▶ Your objective:
Transcribe all the records with complete accuracy.

-- Start --

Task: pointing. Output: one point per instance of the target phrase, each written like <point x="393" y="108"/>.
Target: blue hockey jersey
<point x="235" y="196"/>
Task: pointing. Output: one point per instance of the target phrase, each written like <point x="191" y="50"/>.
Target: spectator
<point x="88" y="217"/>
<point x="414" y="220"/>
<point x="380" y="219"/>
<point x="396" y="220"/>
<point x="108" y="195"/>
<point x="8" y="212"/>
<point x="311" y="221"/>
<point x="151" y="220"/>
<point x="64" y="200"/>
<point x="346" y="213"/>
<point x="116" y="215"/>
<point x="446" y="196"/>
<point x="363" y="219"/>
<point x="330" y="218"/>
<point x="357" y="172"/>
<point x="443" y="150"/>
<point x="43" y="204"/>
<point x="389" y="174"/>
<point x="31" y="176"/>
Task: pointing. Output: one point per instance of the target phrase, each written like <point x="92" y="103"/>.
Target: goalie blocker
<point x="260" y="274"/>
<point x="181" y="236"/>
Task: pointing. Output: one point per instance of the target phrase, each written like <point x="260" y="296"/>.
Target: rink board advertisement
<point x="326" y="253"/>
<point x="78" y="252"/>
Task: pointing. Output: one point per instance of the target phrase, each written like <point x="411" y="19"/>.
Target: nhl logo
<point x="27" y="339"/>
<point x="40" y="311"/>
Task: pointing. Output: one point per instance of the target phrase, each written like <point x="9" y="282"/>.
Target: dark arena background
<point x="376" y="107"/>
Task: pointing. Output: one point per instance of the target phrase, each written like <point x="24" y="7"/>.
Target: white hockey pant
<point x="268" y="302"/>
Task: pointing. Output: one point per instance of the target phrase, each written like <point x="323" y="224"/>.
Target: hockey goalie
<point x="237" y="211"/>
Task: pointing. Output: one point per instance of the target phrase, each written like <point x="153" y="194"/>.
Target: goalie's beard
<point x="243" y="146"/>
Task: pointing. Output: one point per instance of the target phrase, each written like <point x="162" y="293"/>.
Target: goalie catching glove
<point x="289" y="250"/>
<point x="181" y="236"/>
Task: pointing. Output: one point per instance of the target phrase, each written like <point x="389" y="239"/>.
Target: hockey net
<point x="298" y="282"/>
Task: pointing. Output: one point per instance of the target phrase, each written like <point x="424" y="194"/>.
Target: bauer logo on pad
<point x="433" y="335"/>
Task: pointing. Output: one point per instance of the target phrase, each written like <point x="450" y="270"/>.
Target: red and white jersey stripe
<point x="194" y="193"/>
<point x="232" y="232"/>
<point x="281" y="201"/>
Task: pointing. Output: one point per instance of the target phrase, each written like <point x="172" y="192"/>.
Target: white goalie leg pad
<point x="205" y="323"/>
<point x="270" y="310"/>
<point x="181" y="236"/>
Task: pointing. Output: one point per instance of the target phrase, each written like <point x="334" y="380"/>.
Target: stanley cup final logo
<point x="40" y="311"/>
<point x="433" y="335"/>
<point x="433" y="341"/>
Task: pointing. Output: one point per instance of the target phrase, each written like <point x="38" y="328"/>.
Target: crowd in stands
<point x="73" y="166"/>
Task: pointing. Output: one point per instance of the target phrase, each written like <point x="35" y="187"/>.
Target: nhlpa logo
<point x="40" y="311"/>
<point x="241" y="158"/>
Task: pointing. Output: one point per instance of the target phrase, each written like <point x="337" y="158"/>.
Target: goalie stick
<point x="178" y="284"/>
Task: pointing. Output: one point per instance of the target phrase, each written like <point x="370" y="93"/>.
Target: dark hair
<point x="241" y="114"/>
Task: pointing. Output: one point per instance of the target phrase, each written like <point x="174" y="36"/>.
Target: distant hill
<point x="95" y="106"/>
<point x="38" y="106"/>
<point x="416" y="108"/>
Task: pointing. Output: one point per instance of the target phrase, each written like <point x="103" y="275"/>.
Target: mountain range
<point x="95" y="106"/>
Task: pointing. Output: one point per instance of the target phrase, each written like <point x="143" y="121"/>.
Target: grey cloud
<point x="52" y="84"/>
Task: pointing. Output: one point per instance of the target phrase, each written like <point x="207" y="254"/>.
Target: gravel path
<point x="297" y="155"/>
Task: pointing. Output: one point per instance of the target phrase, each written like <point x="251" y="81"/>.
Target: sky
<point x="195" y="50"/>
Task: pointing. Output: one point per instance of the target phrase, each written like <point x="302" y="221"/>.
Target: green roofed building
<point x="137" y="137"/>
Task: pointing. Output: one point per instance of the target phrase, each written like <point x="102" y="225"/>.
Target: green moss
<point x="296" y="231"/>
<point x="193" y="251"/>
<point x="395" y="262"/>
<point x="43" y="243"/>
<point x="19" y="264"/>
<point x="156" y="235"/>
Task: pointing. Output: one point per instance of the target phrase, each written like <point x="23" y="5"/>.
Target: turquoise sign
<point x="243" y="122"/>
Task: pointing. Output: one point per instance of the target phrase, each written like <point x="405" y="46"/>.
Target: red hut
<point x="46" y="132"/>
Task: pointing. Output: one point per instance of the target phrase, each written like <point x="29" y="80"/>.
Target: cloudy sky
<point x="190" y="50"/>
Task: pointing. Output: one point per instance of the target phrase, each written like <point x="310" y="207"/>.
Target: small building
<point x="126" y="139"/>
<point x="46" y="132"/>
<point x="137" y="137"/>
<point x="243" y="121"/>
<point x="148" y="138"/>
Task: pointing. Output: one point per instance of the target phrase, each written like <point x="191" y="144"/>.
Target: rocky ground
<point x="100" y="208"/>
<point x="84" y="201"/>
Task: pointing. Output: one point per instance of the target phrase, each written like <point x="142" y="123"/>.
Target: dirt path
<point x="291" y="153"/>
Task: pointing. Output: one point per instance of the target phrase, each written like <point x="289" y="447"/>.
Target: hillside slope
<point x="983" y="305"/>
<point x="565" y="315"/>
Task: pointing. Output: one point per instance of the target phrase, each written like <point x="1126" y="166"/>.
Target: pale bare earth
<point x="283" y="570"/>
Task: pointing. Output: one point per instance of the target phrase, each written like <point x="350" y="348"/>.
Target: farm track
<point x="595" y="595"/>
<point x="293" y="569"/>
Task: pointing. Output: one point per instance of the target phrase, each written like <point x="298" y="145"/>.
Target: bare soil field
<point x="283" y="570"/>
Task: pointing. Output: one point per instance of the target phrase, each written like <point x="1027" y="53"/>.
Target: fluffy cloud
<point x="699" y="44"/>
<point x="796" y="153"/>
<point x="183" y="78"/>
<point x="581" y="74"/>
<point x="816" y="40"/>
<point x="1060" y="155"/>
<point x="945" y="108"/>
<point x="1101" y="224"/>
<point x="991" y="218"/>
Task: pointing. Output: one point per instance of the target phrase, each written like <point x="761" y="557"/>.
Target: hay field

-- End --

▶ Answer to this problem:
Task: pointing. Output: one point per instance of the target phrase, each written like <point x="393" y="108"/>.
Target: blue hockey jersey
<point x="235" y="196"/>
Task: pointing. Output: one point per instance of the target phrase, each written like <point x="191" y="50"/>.
Target: spectator
<point x="88" y="217"/>
<point x="414" y="220"/>
<point x="380" y="219"/>
<point x="396" y="220"/>
<point x="108" y="195"/>
<point x="8" y="212"/>
<point x="311" y="221"/>
<point x="151" y="220"/>
<point x="64" y="200"/>
<point x="346" y="213"/>
<point x="116" y="215"/>
<point x="446" y="196"/>
<point x="363" y="219"/>
<point x="330" y="218"/>
<point x="357" y="172"/>
<point x="443" y="150"/>
<point x="43" y="204"/>
<point x="389" y="174"/>
<point x="31" y="176"/>
Task: pointing. Output: one point per instance of the target phrase, each written like <point x="92" y="103"/>.
Target: goalie blocker
<point x="260" y="274"/>
<point x="181" y="236"/>
Task: pointing. Output: one point per instance of the target phrase, each written like <point x="260" y="296"/>.
Target: rink board advertisement
<point x="326" y="253"/>
<point x="78" y="252"/>
Task: pointing. Output: one point per instance of the target phrase, each written like <point x="411" y="19"/>.
Target: nhl logo
<point x="27" y="339"/>
<point x="40" y="311"/>
Task: pointing. Output: one point per instance of the target phrase, each written like <point x="9" y="282"/>.
Target: dark arena background
<point x="376" y="107"/>
Task: pointing. Output: one point per instance of the target phrase, each written like <point x="24" y="7"/>.
Target: white hockey pant
<point x="268" y="302"/>
Task: pointing. Output: one point per instance of the target phrase, each written like <point x="323" y="224"/>.
Target: hockey goalie
<point x="237" y="211"/>
Task: pointing. Output: one point per instance of the target phrase, each written like <point x="153" y="194"/>.
Target: goalie's beard
<point x="243" y="146"/>
Task: pointing. Output: one point per instance of the target phrase, each written like <point x="162" y="293"/>.
Target: goalie catching glove
<point x="289" y="250"/>
<point x="181" y="236"/>
Task: pointing. Output: one point per instance of the target phrase, each written like <point x="389" y="239"/>.
Target: hockey net
<point x="298" y="282"/>
Task: pointing. Output: one point per instance of the target phrase, each written like <point x="424" y="194"/>.
Target: bauer logo on pad
<point x="433" y="335"/>
Task: pointing. Output: one point per instance of the target phrase, each written like <point x="450" y="270"/>.
Target: red and white jersey stripe
<point x="194" y="193"/>
<point x="232" y="232"/>
<point x="281" y="201"/>
Task: pointing. Output: one point per instance of the target phrase, each written like <point x="172" y="192"/>.
Target: white goalie leg pad
<point x="205" y="323"/>
<point x="270" y="310"/>
<point x="181" y="236"/>
Task: pointing. Output: one point per instance of the target phrase, each written like <point x="334" y="380"/>.
Target: stanley cup final logo
<point x="40" y="311"/>
<point x="433" y="335"/>
<point x="433" y="341"/>
Task: pointing. Output: one point per instance of the target phrase, each written like <point x="38" y="328"/>.
Target: crowd in stands
<point x="73" y="166"/>
Task: pointing. Output: one point per instance of the target phrase, each written like <point x="35" y="187"/>.
Target: nhlpa logo
<point x="40" y="311"/>
<point x="241" y="158"/>
Task: pointing. Output: one point per instance of the target phrase, each written like <point x="337" y="158"/>.
Target: goalie stick
<point x="178" y="284"/>
Task: pointing. Output: one point per instance of the target phrase, each written like <point x="370" y="93"/>.
Target: dark hair
<point x="241" y="114"/>
Task: pointing. Output: one point per instance of the target phrase, each written like <point x="174" y="36"/>.
Target: distant hill
<point x="95" y="106"/>
<point x="38" y="106"/>
<point x="416" y="108"/>
Task: pointing. Output: one point per instance of the target phrase, each written like <point x="103" y="275"/>.
Target: mountain range
<point x="95" y="106"/>
Task: pointing. Output: one point per instance of the target phrase, each written like <point x="143" y="121"/>.
Target: grey cloud
<point x="52" y="84"/>
Task: pointing. Output: one point per instance of the target phrase, each written like <point x="207" y="254"/>.
Target: gravel path
<point x="297" y="155"/>
Task: pointing. Output: one point per instance of the target phrase, each written like <point x="251" y="81"/>.
Target: sky
<point x="195" y="50"/>
Task: pointing. Output: one point per instance of the target phrase, each written like <point x="302" y="221"/>.
Target: green roofed building
<point x="137" y="137"/>
Task: pointing. Output: one point per instance of the target phrase, each written like <point x="102" y="225"/>.
Target: green moss
<point x="296" y="231"/>
<point x="193" y="251"/>
<point x="395" y="262"/>
<point x="43" y="243"/>
<point x="19" y="264"/>
<point x="156" y="235"/>
Task: pointing. Output: one point per instance of the target phrase, each written like <point x="23" y="5"/>.
Target: turquoise sign
<point x="243" y="122"/>
Task: pointing. Output: one point per instance of the target phrase, each written like <point x="405" y="46"/>.
Target: red hut
<point x="46" y="132"/>
Task: pointing. Output: one point per instance of the target phrase, each written like <point x="29" y="80"/>.
Target: cloudy sky
<point x="190" y="50"/>
Task: pointing. Output: one point per instance of the target phrase, each written like <point x="310" y="207"/>.
Target: small building
<point x="126" y="139"/>
<point x="46" y="132"/>
<point x="137" y="137"/>
<point x="243" y="121"/>
<point x="148" y="138"/>
Task: pointing. Output: one point per instance of the target phrase, each written like <point x="191" y="144"/>.
Target: rocky ground
<point x="100" y="208"/>
<point x="84" y="201"/>
Task: pointing. Output: one point per instance of the target phrase, each written like <point x="142" y="123"/>.
Target: dirt path
<point x="291" y="153"/>
Task: pointing. Output: one point per instance of the target phrase, each written like <point x="289" y="447"/>.
Target: hillside slope
<point x="983" y="305"/>
<point x="565" y="315"/>
Task: pointing. Output: one point per instance of the target phrase, each written like <point x="1126" y="166"/>.
Target: pale bare earth
<point x="283" y="570"/>
Task: pointing. Output: one point per instance of the target phrase, each written like <point x="350" y="348"/>.
Target: farm track
<point x="595" y="595"/>
<point x="293" y="569"/>
Task: pointing. Output: one point per instance of the target phrase, each written like <point x="298" y="145"/>.
Target: bare soil field
<point x="283" y="570"/>
Task: pointing. Output: one point per instance of the target phrase, each written like <point x="1027" y="53"/>.
Target: fluffy cloud
<point x="699" y="44"/>
<point x="796" y="153"/>
<point x="183" y="78"/>
<point x="581" y="74"/>
<point x="816" y="40"/>
<point x="1060" y="155"/>
<point x="945" y="108"/>
<point x="1101" y="224"/>
<point x="991" y="218"/>
Task: pointing. Output: one point per instance of the target phrase, each written like <point x="761" y="557"/>.
Target: hay field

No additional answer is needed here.